# Exercise:
Copy each row that contains the string "splitter".

■ ■ ■ ■ ■

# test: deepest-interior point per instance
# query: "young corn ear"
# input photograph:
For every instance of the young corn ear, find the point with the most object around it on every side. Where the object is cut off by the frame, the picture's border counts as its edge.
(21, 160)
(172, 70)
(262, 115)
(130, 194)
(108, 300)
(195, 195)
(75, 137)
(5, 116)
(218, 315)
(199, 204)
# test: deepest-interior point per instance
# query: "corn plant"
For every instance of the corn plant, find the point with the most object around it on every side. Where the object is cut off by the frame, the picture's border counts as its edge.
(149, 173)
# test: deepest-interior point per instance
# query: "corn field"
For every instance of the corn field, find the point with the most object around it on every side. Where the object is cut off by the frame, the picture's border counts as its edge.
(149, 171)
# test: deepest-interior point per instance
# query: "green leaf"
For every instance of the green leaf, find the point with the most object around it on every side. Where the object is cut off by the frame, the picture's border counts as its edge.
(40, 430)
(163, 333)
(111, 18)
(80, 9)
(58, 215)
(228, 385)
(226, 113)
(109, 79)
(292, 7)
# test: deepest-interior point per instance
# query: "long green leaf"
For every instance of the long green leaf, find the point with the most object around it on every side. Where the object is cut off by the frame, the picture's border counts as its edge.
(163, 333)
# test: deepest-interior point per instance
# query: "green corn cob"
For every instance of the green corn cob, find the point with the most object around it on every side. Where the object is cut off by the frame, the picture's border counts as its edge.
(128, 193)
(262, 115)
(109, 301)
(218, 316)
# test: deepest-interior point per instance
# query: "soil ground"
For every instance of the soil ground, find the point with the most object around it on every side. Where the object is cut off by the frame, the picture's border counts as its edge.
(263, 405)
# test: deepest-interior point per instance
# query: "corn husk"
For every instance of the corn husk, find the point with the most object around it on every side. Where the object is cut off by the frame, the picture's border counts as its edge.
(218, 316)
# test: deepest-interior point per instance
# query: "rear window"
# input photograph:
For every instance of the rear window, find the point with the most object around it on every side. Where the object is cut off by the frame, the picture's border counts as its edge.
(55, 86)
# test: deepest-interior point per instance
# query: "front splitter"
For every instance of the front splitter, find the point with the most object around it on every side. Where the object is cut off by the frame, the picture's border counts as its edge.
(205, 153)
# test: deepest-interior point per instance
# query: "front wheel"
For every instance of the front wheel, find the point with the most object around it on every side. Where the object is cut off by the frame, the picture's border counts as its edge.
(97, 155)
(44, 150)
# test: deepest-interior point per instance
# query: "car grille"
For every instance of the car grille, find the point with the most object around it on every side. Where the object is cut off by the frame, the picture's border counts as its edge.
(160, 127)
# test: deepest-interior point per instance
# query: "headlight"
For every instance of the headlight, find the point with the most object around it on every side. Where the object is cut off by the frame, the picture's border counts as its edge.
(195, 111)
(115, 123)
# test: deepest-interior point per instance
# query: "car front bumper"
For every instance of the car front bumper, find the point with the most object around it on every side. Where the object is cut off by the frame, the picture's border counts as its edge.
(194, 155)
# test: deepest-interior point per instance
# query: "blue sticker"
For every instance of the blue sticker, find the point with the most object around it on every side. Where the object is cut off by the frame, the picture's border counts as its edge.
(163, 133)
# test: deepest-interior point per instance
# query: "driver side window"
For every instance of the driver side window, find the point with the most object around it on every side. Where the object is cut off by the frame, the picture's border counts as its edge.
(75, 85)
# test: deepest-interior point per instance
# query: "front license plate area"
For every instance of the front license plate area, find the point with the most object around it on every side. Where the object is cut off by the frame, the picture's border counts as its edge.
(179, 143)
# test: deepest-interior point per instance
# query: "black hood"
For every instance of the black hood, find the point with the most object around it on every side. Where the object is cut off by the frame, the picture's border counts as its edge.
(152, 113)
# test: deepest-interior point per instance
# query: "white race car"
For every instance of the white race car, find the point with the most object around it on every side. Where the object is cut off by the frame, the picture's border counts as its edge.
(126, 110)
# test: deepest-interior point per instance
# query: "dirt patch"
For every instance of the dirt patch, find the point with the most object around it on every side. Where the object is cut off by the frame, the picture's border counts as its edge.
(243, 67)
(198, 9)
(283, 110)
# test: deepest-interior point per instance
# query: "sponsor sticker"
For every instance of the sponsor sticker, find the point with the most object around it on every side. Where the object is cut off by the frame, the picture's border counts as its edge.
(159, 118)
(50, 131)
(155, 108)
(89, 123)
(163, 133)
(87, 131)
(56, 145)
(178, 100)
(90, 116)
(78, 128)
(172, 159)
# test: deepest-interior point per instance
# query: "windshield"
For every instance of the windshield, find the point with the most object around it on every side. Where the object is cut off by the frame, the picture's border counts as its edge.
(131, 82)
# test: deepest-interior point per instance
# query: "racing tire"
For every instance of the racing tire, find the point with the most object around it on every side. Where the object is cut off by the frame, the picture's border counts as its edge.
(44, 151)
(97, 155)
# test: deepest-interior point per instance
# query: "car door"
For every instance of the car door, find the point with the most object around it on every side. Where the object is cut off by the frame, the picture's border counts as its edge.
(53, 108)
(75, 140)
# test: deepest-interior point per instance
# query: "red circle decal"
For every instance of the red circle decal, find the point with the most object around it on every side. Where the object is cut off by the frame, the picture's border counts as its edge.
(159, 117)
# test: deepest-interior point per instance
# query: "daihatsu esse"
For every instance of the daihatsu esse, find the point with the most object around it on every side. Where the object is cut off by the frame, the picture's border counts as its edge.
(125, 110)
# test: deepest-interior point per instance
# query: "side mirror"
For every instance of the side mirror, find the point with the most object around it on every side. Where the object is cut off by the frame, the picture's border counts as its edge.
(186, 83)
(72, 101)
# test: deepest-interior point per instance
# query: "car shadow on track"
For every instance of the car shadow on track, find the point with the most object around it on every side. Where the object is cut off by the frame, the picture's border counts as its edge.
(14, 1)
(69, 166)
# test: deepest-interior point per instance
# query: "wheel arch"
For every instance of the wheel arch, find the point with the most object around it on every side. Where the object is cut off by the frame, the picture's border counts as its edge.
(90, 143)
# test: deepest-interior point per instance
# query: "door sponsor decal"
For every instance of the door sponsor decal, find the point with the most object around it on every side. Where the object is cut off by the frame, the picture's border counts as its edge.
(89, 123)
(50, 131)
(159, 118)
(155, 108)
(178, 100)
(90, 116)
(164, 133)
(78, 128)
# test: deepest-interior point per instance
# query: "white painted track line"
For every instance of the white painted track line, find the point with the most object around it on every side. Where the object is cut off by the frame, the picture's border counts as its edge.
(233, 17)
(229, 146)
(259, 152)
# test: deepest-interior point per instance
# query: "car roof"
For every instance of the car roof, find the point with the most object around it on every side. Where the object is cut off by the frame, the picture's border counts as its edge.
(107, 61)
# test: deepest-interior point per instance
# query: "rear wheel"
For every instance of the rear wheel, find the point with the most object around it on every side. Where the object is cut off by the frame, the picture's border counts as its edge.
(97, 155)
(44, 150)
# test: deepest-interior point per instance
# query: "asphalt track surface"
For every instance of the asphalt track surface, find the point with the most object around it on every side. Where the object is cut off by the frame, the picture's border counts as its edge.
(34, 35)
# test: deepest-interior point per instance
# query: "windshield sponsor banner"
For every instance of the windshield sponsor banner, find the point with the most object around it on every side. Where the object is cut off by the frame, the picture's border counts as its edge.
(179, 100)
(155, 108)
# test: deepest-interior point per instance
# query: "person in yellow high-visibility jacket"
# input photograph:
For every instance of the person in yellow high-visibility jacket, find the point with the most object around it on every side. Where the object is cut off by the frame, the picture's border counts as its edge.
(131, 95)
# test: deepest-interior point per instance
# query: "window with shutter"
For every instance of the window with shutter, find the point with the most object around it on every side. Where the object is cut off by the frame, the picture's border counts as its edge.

■ ■ ■ ■ ■

# Solution to the exercise:
# query: "front splitter"
For every instance of the front splitter, find the point with the most object around it on every side. Where the object is cut off by the frame, the picture's border counts as its edge.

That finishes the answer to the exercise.